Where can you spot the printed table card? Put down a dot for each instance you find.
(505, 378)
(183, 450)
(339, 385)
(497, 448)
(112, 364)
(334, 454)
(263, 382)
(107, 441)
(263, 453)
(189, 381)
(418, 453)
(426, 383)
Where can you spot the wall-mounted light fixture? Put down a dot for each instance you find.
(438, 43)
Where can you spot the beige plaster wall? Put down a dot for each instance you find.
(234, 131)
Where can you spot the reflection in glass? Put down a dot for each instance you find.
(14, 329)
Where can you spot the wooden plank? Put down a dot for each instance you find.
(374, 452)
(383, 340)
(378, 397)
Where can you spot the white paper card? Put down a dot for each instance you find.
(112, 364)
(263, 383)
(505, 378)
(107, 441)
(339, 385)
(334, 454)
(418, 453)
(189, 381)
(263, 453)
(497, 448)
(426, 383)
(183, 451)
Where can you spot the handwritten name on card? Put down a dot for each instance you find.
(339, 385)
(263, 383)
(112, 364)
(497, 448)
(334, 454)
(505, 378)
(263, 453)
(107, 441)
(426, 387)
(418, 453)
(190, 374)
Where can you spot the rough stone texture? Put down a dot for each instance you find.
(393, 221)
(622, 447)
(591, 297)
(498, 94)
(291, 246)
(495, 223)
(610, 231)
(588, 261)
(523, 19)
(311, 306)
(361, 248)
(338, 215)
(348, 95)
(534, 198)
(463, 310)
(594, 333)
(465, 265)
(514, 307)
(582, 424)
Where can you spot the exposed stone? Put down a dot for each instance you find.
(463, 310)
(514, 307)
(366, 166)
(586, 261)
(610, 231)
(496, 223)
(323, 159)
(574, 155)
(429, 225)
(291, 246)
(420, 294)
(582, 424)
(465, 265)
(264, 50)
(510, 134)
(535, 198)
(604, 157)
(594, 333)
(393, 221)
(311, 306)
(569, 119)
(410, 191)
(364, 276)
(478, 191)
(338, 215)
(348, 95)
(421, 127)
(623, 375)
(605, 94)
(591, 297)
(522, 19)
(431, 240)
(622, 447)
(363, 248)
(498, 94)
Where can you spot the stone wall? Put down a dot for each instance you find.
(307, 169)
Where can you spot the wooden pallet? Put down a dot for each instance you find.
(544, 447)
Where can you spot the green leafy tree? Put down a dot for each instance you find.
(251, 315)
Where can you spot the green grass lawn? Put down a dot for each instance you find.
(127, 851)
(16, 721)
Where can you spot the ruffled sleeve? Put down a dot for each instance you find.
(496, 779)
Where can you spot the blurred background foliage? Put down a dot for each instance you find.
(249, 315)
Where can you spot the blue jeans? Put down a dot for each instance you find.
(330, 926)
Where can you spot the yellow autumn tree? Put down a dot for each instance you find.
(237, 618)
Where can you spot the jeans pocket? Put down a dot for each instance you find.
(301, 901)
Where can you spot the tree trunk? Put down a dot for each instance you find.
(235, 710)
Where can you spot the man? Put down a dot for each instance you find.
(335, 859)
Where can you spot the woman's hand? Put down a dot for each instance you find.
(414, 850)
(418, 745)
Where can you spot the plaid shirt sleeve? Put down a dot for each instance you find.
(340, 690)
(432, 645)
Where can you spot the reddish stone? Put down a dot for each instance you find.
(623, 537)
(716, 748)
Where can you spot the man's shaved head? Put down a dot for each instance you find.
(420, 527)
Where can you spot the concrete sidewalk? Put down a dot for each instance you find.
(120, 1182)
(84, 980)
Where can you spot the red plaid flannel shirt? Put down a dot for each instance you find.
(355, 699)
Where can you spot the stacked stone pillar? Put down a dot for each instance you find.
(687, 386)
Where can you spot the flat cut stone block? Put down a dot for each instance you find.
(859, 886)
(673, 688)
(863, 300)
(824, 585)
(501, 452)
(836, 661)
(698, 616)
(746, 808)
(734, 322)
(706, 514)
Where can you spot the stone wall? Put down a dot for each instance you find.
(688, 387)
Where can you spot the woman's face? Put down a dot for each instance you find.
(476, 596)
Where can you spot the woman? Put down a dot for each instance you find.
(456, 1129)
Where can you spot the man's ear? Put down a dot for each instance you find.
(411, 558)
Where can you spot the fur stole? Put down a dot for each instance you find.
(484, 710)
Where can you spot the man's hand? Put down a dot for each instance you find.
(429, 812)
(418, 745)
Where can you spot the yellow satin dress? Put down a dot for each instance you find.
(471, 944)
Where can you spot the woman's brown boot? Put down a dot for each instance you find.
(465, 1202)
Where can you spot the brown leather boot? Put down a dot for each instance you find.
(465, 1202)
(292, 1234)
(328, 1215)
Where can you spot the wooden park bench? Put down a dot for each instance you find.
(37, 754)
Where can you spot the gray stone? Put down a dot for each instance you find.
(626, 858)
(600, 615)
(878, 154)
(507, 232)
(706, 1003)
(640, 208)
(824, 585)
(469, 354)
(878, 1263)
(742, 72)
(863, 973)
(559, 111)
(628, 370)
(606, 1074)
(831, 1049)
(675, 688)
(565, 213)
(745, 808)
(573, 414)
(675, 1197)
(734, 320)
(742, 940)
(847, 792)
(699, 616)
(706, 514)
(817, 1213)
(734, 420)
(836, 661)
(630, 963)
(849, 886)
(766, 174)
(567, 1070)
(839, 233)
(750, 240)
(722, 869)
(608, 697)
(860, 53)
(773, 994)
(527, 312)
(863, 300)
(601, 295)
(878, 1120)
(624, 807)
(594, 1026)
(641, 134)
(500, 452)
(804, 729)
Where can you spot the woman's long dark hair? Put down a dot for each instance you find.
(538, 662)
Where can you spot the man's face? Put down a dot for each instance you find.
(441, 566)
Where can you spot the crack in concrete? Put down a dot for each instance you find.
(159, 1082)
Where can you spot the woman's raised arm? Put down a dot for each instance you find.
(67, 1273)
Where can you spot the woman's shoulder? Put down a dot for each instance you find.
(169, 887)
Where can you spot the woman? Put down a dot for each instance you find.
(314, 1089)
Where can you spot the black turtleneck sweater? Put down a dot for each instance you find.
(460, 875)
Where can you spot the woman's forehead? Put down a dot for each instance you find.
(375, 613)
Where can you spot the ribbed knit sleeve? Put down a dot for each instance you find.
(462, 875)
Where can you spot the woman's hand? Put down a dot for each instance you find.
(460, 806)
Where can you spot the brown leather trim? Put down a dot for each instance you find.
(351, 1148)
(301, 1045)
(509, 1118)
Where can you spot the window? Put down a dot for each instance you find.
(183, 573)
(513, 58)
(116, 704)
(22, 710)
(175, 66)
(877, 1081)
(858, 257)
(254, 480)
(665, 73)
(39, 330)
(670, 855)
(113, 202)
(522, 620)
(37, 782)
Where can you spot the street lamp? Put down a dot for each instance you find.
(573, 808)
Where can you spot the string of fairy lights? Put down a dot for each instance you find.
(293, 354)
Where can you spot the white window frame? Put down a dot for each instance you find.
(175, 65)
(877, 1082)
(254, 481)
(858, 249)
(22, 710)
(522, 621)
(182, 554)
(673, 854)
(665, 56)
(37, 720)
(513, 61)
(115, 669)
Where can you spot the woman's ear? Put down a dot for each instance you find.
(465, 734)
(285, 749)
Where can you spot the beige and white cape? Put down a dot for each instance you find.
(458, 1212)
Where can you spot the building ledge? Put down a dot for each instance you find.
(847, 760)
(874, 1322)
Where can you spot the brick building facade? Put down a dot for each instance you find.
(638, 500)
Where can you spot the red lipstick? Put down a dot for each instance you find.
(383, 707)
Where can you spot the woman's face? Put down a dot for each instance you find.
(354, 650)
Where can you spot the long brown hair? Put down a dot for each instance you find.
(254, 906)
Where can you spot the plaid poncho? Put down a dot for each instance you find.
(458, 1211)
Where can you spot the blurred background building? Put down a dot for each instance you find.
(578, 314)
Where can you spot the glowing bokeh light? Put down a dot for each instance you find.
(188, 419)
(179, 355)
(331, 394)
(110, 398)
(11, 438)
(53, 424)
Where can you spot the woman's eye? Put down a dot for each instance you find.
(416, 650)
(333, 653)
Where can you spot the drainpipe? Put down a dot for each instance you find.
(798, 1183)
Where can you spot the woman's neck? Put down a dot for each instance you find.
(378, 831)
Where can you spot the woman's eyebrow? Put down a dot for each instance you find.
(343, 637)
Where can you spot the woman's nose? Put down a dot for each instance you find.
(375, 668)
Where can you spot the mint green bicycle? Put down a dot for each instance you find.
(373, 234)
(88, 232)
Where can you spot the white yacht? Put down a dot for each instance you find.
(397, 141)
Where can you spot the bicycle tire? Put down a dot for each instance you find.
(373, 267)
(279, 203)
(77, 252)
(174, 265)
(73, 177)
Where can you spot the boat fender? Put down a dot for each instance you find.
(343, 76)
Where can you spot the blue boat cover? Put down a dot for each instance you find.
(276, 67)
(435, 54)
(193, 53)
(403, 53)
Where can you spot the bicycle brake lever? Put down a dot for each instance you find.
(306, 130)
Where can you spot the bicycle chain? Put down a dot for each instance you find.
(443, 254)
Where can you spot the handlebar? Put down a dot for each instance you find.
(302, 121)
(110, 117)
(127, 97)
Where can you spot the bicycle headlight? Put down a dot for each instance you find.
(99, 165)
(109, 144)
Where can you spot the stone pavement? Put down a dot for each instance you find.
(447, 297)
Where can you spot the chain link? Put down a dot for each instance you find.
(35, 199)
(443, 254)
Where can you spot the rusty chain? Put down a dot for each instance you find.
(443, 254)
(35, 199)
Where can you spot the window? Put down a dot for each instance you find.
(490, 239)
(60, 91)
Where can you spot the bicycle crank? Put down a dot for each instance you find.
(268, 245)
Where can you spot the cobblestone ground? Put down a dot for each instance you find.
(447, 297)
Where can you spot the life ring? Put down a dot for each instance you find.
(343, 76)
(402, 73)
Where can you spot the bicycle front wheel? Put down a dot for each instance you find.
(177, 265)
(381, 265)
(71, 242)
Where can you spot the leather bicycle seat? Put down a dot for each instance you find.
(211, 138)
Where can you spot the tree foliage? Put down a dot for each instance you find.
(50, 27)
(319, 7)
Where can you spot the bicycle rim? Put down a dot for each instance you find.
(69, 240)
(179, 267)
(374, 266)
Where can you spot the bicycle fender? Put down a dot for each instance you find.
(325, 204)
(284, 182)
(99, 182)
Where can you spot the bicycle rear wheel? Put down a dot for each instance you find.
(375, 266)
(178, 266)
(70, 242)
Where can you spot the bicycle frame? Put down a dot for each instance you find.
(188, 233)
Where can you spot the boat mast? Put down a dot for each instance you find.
◆ ◆ ◆
* [Problem details]: Take the line in which "Where can you spot the bicycle chain?" occurs and each subsequent line through the end; give these lines again without alteration.

* [Solution to this exercise]:
Where can you spot the bicycle chain? Put down a dot for each instance you find.
(443, 254)
Where can you spot the handlebar? Put down a dot for each instance you find.
(302, 121)
(110, 117)
(127, 97)
Where can you spot the bicycle headlight? Put down a dot for each instance you find.
(99, 165)
(109, 144)
Where can you spot the stone pavement? Put down a dot for each instance you find.
(447, 297)
Where can you spot the chain link? Put down a dot for each instance you find.
(35, 199)
(443, 254)
Where can you spot the rusty chain? Put down a dot for each instance you find.
(443, 254)
(35, 199)
Where can you spot the window? Put down a dot for each instance you find.
(490, 239)
(60, 91)
Where can you spot the bicycle crank? Put down a dot for each instance you find.
(268, 245)
Where can you spot the cobblestone ground? Put down a dot for each instance you find.
(447, 297)
Where can you spot the life ring? Put down a dot for each instance you find.
(343, 76)
(402, 73)
Where can you spot the bicycle front wheel? Put down a dot for each instance you find.
(177, 265)
(381, 265)
(71, 242)
Where can you spot the leather bicycle seat? Put down a dot for each instance you find.
(211, 138)
Where can you spot the tree foliage? Put down a dot for each instance you find.
(50, 27)
(319, 7)
Where can you spot the bicycle rim? Put down a dot for each instance you find.
(69, 240)
(179, 267)
(374, 266)
Where can you spot the bicycle fender? Put down a dot for each instance you find.
(325, 204)
(284, 182)
(99, 182)
Where can you spot the bicycle rear wheel? Put down a dot for each instance you find.
(375, 266)
(178, 266)
(70, 242)
Where can you spot the bicycle frame? Put down a dot for each instance you find.
(188, 233)
Where can you spot the boat mast? Put down a dot for each instance you find.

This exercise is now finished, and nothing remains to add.